• **Data**:
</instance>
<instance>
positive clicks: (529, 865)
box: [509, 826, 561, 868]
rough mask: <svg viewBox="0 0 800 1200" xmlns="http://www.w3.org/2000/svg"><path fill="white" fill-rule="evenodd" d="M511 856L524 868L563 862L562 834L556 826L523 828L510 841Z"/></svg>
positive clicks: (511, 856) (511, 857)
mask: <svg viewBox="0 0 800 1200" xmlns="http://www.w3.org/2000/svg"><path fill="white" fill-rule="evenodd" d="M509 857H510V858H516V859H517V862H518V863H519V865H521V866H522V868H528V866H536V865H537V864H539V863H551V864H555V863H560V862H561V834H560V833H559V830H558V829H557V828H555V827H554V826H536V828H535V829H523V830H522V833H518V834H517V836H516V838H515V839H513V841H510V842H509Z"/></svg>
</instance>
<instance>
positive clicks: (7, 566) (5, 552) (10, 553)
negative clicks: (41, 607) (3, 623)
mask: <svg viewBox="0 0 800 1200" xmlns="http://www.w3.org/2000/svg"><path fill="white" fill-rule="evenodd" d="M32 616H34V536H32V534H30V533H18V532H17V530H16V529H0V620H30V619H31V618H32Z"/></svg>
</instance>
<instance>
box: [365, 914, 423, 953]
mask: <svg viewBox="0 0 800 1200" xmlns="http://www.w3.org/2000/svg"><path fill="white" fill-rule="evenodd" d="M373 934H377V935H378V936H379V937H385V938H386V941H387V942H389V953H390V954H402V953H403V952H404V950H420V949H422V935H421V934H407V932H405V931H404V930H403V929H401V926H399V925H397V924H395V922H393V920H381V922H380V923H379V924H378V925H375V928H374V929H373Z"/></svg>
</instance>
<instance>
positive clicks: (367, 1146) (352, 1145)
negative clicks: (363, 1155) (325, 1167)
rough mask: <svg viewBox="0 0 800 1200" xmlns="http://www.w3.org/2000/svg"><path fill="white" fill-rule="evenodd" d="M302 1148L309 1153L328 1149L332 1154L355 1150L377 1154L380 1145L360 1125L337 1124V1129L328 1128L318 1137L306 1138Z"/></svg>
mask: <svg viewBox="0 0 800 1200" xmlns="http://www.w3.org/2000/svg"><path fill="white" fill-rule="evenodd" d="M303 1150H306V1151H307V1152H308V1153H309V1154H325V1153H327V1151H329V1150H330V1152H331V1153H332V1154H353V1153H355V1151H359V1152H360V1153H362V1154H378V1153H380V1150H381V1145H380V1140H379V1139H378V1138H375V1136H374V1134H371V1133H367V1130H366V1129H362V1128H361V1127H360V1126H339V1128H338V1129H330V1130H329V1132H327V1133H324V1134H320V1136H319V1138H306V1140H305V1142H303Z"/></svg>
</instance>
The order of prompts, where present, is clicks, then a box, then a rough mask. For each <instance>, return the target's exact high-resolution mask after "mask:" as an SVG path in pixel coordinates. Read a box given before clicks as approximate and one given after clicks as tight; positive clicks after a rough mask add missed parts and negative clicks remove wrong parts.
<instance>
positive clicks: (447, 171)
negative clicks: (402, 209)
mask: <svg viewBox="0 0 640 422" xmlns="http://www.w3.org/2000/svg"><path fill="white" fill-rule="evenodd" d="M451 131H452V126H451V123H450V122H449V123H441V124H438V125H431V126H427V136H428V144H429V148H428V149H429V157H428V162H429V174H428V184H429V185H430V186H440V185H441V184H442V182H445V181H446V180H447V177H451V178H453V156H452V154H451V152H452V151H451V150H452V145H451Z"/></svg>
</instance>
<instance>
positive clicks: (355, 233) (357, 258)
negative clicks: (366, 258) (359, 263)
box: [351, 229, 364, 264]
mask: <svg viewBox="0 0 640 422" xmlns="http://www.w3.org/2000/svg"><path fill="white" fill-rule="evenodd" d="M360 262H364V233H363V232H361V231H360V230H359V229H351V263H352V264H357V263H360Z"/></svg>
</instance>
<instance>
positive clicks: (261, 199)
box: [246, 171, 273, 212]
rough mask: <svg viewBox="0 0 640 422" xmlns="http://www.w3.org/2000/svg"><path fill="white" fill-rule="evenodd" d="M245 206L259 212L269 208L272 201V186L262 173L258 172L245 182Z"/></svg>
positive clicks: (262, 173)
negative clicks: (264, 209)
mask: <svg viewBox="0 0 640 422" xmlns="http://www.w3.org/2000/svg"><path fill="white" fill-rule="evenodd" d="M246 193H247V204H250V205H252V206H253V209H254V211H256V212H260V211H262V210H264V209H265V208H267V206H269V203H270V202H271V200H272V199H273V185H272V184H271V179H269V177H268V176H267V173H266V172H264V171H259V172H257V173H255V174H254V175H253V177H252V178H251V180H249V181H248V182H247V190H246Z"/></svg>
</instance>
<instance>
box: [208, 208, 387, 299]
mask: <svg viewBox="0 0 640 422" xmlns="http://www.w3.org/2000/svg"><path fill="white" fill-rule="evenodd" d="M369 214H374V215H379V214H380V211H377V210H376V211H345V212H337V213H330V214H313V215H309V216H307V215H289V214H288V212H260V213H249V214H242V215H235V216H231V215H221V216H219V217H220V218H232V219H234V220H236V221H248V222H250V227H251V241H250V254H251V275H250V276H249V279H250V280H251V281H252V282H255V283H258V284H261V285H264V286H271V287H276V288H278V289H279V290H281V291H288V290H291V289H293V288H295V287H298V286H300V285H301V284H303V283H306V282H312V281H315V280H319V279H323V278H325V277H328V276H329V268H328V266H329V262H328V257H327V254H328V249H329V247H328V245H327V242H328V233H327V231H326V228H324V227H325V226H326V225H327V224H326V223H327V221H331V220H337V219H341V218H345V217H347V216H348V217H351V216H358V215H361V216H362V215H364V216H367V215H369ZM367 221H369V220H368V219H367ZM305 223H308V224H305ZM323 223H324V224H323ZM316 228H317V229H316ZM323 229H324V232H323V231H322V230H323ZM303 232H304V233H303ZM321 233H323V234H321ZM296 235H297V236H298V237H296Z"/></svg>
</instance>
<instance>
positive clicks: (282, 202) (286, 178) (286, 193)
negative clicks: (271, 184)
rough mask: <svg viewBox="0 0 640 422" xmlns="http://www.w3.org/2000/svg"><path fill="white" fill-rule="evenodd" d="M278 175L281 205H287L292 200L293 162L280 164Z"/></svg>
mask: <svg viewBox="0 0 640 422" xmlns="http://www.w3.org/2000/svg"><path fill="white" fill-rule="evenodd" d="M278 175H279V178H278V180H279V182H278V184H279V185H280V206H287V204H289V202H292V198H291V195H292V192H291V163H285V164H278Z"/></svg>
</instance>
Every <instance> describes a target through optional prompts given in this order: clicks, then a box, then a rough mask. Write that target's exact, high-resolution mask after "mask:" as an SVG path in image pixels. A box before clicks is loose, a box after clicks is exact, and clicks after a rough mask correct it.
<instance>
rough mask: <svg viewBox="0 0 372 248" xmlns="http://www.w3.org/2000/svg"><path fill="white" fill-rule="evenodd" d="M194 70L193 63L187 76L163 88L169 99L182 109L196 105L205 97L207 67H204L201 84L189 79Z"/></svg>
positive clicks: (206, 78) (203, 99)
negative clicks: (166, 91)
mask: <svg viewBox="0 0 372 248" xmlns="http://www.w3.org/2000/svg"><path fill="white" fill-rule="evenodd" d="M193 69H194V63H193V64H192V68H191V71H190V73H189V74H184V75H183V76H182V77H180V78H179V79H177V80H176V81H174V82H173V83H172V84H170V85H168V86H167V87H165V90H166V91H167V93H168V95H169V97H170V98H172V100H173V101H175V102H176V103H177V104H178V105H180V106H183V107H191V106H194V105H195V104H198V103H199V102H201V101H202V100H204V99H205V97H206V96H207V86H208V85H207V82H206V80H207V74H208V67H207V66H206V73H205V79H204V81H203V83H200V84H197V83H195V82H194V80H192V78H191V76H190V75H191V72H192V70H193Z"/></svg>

• **Exercise directions**: Rewrite the items from the line containing "negative clicks: (264, 209)" through the line containing "223H308V224H305ZM323 223H324V224H323ZM316 228H317V229H316ZM323", inclusive, as a JSON list of strings with one string per line and blank lines left out.

• **Exercise response**:
[
  "negative clicks: (264, 209)",
  "mask: <svg viewBox=\"0 0 640 422\" xmlns=\"http://www.w3.org/2000/svg\"><path fill=\"white\" fill-rule=\"evenodd\" d=\"M246 193H247V204H250V205H252V206H253V209H254V211H256V212H260V211H262V210H264V209H265V208H267V206H269V203H270V202H271V200H272V199H273V185H272V184H271V179H269V177H268V176H267V173H266V172H264V171H259V172H257V173H255V174H254V175H253V177H252V178H251V180H249V181H248V182H247V190H246Z\"/></svg>",
  "</instance>",
  "<instance>",
  "box: [208, 208, 387, 299]",
  "mask: <svg viewBox=\"0 0 640 422\" xmlns=\"http://www.w3.org/2000/svg\"><path fill=\"white\" fill-rule=\"evenodd\" d=\"M369 214H374V215H379V214H380V211H377V210H376V211H345V212H337V213H330V214H313V215H309V216H307V215H289V214H288V212H260V213H249V214H242V215H235V216H231V215H221V216H219V217H220V218H232V219H234V220H236V221H248V222H250V227H251V241H250V254H251V275H250V276H249V279H250V280H251V281H252V282H255V283H258V284H261V285H264V286H271V287H276V288H278V289H279V290H281V291H288V290H291V289H293V288H295V287H298V286H300V285H301V284H303V283H306V282H312V281H315V280H319V279H323V278H325V277H328V276H329V268H328V266H329V262H328V257H327V254H328V249H329V247H328V245H327V242H328V233H327V231H326V228H324V227H325V226H326V225H327V224H326V223H327V221H331V220H337V219H341V218H345V217H347V216H348V217H351V216H358V215H361V216H362V215H364V216H367V215H369ZM367 221H369V220H368V219H367ZM305 223H308V224H305ZM323 223H324V224H323ZM316 228H317V229H316ZM323 229H324V232H323V231H322V230H323ZM303 232H304V233H303ZM321 233H323V234H321ZM296 235H297V236H298V237H296Z\"/></svg>"
]